* **THE DATA**
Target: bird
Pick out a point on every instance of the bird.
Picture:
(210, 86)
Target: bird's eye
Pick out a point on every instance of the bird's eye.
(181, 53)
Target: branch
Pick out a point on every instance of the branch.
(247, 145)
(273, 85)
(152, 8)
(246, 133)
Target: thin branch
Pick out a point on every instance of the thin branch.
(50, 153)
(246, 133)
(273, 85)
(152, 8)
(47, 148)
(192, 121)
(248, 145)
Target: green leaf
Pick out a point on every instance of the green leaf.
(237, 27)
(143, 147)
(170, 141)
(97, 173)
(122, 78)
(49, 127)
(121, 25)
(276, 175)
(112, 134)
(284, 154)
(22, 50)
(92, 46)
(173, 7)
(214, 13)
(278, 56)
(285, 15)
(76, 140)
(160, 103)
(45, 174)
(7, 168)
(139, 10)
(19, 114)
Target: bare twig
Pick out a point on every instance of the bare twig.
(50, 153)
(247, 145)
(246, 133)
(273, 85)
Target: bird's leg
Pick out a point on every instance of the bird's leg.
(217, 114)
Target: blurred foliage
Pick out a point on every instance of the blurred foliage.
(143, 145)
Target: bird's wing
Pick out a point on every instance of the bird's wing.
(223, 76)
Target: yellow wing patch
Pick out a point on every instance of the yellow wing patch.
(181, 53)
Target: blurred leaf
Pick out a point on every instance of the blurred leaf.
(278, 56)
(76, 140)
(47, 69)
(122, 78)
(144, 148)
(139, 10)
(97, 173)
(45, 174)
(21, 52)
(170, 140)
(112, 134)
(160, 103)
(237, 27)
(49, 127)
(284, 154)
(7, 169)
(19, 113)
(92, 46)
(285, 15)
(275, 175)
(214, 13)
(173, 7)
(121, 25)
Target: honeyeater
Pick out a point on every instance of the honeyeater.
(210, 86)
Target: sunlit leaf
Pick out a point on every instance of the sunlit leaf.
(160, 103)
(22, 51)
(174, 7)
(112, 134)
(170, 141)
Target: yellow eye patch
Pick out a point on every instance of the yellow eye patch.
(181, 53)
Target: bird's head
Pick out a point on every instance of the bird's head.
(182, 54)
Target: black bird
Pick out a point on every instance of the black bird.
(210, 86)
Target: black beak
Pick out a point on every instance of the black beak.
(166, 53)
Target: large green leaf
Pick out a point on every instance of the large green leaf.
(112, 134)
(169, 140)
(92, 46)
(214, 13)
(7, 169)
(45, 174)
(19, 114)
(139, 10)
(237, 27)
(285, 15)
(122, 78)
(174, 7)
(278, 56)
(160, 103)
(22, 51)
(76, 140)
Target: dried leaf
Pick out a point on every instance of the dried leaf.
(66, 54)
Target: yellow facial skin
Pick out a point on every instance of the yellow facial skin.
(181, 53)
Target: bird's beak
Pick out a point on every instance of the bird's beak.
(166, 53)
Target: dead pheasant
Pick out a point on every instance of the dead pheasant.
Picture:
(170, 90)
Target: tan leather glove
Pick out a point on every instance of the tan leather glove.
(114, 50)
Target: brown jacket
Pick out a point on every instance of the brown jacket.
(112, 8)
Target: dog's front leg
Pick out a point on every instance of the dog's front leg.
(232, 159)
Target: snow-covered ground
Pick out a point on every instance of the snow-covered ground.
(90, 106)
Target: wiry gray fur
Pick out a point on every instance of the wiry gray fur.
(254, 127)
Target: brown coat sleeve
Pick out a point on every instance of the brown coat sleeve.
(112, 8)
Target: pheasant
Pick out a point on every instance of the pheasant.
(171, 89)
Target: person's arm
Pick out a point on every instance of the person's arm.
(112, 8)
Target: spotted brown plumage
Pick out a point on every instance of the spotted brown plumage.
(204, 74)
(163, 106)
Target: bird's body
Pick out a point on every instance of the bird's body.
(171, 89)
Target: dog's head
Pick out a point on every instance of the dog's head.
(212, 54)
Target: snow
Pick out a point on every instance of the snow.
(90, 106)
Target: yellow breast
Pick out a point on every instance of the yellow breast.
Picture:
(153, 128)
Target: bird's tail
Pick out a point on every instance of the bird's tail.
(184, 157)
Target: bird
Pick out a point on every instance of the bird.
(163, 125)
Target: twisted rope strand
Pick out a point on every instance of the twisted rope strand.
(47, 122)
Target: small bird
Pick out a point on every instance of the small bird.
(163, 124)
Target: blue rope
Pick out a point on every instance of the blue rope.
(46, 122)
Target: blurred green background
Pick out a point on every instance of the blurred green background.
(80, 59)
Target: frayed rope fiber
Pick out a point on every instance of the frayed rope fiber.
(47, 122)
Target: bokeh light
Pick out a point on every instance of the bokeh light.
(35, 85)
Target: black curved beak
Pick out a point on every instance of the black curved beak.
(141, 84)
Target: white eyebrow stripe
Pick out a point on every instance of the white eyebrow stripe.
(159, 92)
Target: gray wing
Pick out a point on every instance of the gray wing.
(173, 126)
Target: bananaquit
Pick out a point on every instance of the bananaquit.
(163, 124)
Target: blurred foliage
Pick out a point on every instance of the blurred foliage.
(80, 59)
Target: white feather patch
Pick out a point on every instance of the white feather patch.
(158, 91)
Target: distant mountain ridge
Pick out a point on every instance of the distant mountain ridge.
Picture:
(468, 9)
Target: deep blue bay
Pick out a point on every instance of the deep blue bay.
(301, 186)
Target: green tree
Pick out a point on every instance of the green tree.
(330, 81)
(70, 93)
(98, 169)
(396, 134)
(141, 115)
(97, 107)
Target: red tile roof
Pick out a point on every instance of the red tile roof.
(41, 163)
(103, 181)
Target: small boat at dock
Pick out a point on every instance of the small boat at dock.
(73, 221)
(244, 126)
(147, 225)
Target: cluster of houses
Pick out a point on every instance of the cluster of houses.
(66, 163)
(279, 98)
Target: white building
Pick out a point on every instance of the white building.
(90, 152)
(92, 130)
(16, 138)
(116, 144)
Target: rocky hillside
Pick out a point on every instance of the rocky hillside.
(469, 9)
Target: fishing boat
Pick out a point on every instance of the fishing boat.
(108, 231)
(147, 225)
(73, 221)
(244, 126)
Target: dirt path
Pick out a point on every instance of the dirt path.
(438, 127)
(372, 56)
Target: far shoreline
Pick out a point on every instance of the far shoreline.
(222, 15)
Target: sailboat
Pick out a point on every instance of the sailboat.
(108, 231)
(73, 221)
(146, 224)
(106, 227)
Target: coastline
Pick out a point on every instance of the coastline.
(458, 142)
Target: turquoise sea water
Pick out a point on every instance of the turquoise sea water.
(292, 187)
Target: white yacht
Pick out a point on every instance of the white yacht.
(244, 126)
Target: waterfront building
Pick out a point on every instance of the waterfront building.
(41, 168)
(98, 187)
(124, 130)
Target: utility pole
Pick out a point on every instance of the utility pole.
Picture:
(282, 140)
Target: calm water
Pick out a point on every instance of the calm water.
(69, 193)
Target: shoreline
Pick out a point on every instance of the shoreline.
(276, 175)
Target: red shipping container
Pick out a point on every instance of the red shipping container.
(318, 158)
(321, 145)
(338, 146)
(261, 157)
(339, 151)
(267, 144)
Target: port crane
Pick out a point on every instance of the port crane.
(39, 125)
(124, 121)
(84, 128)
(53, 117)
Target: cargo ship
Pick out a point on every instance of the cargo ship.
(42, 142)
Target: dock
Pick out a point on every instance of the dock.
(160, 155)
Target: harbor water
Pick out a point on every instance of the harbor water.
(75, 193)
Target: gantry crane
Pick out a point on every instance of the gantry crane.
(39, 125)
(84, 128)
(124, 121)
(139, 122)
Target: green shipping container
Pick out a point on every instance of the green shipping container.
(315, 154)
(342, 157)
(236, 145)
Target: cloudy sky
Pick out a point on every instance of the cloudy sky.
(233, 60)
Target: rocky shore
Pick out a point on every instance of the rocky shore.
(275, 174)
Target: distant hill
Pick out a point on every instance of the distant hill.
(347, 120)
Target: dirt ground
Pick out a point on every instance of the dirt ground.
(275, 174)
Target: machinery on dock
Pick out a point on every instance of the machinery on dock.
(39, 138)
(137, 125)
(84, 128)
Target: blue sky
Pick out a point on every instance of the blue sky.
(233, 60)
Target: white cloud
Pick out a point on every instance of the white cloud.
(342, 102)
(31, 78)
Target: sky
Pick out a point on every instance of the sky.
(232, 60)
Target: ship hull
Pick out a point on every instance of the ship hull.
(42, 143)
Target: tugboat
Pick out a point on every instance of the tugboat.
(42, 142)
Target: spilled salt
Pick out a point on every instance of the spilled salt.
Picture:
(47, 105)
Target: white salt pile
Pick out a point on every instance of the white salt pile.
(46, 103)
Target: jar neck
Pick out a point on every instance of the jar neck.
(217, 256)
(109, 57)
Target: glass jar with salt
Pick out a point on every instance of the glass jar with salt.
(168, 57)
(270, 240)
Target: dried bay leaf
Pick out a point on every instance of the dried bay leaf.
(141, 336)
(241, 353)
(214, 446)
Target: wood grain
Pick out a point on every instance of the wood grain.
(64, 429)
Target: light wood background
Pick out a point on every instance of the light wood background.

* **TASK DETAILS**
In the listing above, locate the line containing "Pick out a point on every instance of the sunlit" and the line containing "Target: large green leaf", then transcribe both and every line between them verbatim.

* **YOUR SOLUTION**
Pick out a point on every instance of the sunlit leaf.
(160, 103)
(22, 51)
(174, 7)
(112, 134)
(170, 141)
Target: yellow eye patch
Pick out a point on every instance of the yellow eye patch.
(181, 53)
Target: bird's head
Pick out a point on every instance of the bird's head.
(182, 54)
Target: black bird
Pick out a point on every instance of the black bird.
(210, 86)
Target: black beak
Pick out a point on every instance of the black beak.
(166, 53)
Target: large green leaf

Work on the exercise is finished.